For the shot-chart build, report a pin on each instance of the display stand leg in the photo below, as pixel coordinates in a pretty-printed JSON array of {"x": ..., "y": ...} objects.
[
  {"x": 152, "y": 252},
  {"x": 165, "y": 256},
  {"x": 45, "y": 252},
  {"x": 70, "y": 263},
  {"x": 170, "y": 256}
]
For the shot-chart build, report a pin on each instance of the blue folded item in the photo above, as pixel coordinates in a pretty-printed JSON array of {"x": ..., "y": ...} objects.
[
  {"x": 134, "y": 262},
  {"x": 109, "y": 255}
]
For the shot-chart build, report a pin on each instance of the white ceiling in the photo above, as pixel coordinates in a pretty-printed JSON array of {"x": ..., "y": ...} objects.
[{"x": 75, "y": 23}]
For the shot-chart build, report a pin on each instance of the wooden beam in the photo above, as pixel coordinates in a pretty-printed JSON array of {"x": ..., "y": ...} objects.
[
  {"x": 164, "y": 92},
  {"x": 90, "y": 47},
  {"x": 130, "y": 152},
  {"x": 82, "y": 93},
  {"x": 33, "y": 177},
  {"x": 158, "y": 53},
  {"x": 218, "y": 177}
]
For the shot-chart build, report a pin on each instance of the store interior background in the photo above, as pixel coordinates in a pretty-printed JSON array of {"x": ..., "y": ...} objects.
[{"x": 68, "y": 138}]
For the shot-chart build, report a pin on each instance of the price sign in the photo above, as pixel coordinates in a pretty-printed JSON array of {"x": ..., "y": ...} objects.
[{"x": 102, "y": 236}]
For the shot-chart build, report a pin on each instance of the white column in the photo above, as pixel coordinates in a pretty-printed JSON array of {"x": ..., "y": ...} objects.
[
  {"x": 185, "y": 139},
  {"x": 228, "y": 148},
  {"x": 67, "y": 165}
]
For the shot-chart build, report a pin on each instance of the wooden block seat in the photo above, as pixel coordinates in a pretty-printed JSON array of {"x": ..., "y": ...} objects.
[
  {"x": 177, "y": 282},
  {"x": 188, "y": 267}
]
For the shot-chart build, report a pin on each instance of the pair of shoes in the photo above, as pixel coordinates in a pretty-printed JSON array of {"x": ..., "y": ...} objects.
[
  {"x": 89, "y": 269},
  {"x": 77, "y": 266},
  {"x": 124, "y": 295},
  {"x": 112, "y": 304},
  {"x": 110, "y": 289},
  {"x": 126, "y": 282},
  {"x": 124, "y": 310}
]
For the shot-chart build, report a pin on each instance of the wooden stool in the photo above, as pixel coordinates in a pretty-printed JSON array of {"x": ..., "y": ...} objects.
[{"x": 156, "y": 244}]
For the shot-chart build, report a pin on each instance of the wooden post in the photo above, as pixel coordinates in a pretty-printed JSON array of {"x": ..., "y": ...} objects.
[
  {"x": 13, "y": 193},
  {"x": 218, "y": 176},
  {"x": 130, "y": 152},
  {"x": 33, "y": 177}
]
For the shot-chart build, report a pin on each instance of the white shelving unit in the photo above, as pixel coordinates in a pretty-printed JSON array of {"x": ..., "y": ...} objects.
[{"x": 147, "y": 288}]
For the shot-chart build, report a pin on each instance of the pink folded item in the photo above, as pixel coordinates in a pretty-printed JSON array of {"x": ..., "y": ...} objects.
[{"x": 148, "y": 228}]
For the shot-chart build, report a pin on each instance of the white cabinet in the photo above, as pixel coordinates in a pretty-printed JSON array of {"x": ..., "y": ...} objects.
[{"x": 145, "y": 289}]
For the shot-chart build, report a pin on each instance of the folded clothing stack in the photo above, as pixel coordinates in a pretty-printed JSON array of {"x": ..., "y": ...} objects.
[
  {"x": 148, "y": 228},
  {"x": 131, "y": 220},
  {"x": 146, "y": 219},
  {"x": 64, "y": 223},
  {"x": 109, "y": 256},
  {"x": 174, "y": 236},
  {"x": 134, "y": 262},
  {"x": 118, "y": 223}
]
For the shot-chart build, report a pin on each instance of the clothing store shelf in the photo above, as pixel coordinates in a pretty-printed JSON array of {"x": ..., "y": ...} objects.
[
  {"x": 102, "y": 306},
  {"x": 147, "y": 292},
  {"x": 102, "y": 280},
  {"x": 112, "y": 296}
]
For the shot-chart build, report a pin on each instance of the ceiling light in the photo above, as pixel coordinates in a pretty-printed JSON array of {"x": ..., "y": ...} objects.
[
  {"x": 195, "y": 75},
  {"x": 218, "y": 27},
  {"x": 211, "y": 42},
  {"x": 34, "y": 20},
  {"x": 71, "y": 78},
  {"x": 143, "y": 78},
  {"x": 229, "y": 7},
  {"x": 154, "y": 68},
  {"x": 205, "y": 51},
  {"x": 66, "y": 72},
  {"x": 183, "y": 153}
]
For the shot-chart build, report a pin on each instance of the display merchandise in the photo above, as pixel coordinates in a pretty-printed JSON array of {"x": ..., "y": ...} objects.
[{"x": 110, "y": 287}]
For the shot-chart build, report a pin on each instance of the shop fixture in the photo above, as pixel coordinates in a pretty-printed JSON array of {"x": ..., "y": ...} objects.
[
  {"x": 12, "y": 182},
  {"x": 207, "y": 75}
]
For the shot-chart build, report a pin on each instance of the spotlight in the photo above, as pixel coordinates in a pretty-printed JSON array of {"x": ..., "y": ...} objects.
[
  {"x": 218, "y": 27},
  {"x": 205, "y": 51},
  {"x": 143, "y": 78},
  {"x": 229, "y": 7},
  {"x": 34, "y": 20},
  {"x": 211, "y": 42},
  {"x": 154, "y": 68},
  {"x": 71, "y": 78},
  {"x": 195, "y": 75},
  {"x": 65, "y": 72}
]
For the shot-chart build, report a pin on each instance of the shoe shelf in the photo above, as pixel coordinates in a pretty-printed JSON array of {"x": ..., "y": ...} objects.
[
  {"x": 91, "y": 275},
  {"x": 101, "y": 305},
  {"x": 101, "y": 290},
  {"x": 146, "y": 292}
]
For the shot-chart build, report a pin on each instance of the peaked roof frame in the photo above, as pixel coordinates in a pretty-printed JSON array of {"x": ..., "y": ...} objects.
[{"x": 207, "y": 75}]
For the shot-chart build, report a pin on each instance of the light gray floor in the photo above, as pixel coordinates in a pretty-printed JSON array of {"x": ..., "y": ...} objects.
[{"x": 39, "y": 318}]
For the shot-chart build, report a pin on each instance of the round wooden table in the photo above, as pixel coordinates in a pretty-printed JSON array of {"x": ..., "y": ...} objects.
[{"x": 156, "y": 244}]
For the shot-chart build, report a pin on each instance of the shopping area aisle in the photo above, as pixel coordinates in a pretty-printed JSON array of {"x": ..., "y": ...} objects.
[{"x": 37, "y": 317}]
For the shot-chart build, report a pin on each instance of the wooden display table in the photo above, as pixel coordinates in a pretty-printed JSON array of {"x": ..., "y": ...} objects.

== WORK TO BE COMPLETED ==
Please copy the material exactly, line for line.

== FINAL ANSWER ==
For the shot-chart build, report a pin on each instance of the display stand leg in the photo below, as pixel coordinates in a pretty-printed JSON array of {"x": ..., "y": ...} objects.
[
  {"x": 152, "y": 252},
  {"x": 165, "y": 256},
  {"x": 45, "y": 252},
  {"x": 70, "y": 263},
  {"x": 170, "y": 256}
]
For the shot-chart build, report a pin on each instance of the blue folded item in the photo above, as pixel coordinates in a pretty-printed JSON array of {"x": ..., "y": ...} objects.
[
  {"x": 134, "y": 262},
  {"x": 109, "y": 255}
]
For the shot-chart build, report a pin on each instance of the white ceiling in the photo above, as pixel coordinates in a pretty-printed JSON array of {"x": ..., "y": ...} objects.
[{"x": 75, "y": 23}]
For the shot-chart build, report a pin on each instance of the wooden beam in the photo above, as pixel coordinates in a pretty-printed JSON array of {"x": ..., "y": ...} objects.
[
  {"x": 164, "y": 92},
  {"x": 90, "y": 47},
  {"x": 130, "y": 152},
  {"x": 82, "y": 93},
  {"x": 33, "y": 177},
  {"x": 158, "y": 53},
  {"x": 218, "y": 177}
]
For the shot-chart build, report a pin on each instance of the store interior background in the photo above, as pixel coordinates in a pretty-printed JSON array of {"x": ..., "y": ...} objects.
[{"x": 68, "y": 138}]
For the shot-chart build, report a pin on each instance of the price sign in the photo above, as pixel coordinates in a pretty-printed JSON array of {"x": ..., "y": ...} objects.
[{"x": 102, "y": 236}]
For the shot-chart build, report a pin on each instance of the white column in the photo above, as pixel coordinates in a pretty-printed JSON array of {"x": ..., "y": ...} objects.
[
  {"x": 185, "y": 139},
  {"x": 228, "y": 148},
  {"x": 67, "y": 165}
]
For the shot-chart build, report a pin on each instance of the wooden block seat in the photo above, as pixel coordinates in a pretty-printed JSON array of {"x": ..., "y": ...} objects.
[
  {"x": 177, "y": 282},
  {"x": 188, "y": 267}
]
For the shot-chart build, report a pin on each instance of the pair of shoes in the photo above, as pixel coordinates in a pretty-printed JSON array of {"x": ..., "y": ...} objects.
[
  {"x": 89, "y": 269},
  {"x": 77, "y": 266},
  {"x": 124, "y": 295},
  {"x": 112, "y": 304},
  {"x": 110, "y": 289},
  {"x": 126, "y": 282},
  {"x": 124, "y": 310}
]
For the shot-chart build, report a pin on each instance of the wooden stool in the photo above, as pixel coordinates in a pretty-printed JSON array of {"x": ..., "y": ...} objects.
[{"x": 156, "y": 244}]
For the shot-chart build, report a pin on each instance of the wooden post in the photo above, as pixel coordinates in a pretty-printed JSON array of {"x": ..., "y": ...} objects.
[
  {"x": 13, "y": 193},
  {"x": 218, "y": 176},
  {"x": 130, "y": 152},
  {"x": 33, "y": 177}
]
For the shot-chart build, report a pin on each instance of the white shelving unit in the photo above, as pixel coordinates in a pretty-printed JSON array of {"x": ..., "y": ...} objects.
[{"x": 147, "y": 288}]
For the shot-chart build, report a pin on each instance of the pink folded item in the photo above, as pixel coordinates in a pretty-printed JSON array of {"x": ..., "y": ...} objects.
[{"x": 148, "y": 228}]
For the shot-chart build, report a pin on each instance of the white cabinet in the photo above, as pixel coordinates in a pretty-printed JSON array of {"x": ..., "y": ...} objects.
[{"x": 145, "y": 289}]
For the shot-chart build, report a pin on each instance of the folded clothing stack in the photo above, as pixel coordinates in a pretty-printed JSON array of {"x": ..., "y": ...} objects.
[
  {"x": 148, "y": 228},
  {"x": 131, "y": 220},
  {"x": 146, "y": 219},
  {"x": 64, "y": 223},
  {"x": 109, "y": 256},
  {"x": 174, "y": 236},
  {"x": 134, "y": 262},
  {"x": 118, "y": 223}
]
For the shot-chart build, report a pin on each instance of the clothing store shelf in the photo above, as pixel coordinates in a pretty-printed JSON array of {"x": ..., "y": ...} objects.
[
  {"x": 102, "y": 306},
  {"x": 147, "y": 292},
  {"x": 102, "y": 280},
  {"x": 112, "y": 296}
]
For the shot-chart build, report a pin on each instance of the ceiling light in the photo above, as pixel coordinates in a pretty-printed JSON array of {"x": ..., "y": ...} objects.
[
  {"x": 195, "y": 75},
  {"x": 218, "y": 27},
  {"x": 211, "y": 42},
  {"x": 34, "y": 20},
  {"x": 71, "y": 78},
  {"x": 143, "y": 78},
  {"x": 229, "y": 7},
  {"x": 154, "y": 68},
  {"x": 205, "y": 51},
  {"x": 66, "y": 72},
  {"x": 183, "y": 153}
]
For the shot-chart build, report a pin on each instance of the display merchandise in the photo above, as pixel coordinates in a pretty-printed JSON array of {"x": ..., "y": ...} objects.
[{"x": 110, "y": 287}]
For the shot-chart build, report a pin on each instance of the shop fixture in the photo above, as pixel coordinates in a pretty-printed JSON array of {"x": ..., "y": ...} objects.
[
  {"x": 12, "y": 182},
  {"x": 207, "y": 75}
]
For the shot-chart build, report a pin on each instance of the spotlight in the photo above, as pixel coordinates in a pretty-printed JSON array of {"x": ..., "y": ...} objects.
[
  {"x": 218, "y": 27},
  {"x": 205, "y": 51},
  {"x": 143, "y": 78},
  {"x": 229, "y": 7},
  {"x": 34, "y": 20},
  {"x": 211, "y": 42},
  {"x": 154, "y": 68},
  {"x": 71, "y": 78},
  {"x": 195, "y": 75},
  {"x": 65, "y": 72}
]
For the shot-chart build, report a pin on each instance of the shoe shelf in the photo above, as pixel coordinates in a pretty-printed JSON array of {"x": ..., "y": ...} objects.
[
  {"x": 91, "y": 275},
  {"x": 101, "y": 305},
  {"x": 101, "y": 290},
  {"x": 146, "y": 292}
]
For the shot-chart build, report a pin on each instance of the peaked roof frame in the photo above, as pixel coordinates in a pretty-printed JSON array of {"x": ..., "y": ...} objects.
[{"x": 207, "y": 75}]
For the shot-chart build, report a pin on each instance of the light gray floor in the photo above, as pixel coordinates in a pretty-printed JSON array of {"x": ..., "y": ...} objects.
[{"x": 39, "y": 318}]
For the shot-chart build, report a pin on each instance of the round wooden table in the photo above, as pixel coordinates in a pretty-printed JSON array of {"x": ..., "y": ...} objects.
[{"x": 156, "y": 244}]
For the shot-chart build, report a pin on each instance of the shopping area aisle in the photo above, as pixel coordinates in a pretty-printed JSON array of {"x": ..., "y": ...} objects.
[{"x": 37, "y": 317}]
For the shot-chart build, report a pin on each instance of the wooden display table in the photo above, as pixel coordinates in a pretty-printed JSON array of {"x": ..., "y": ...} objects.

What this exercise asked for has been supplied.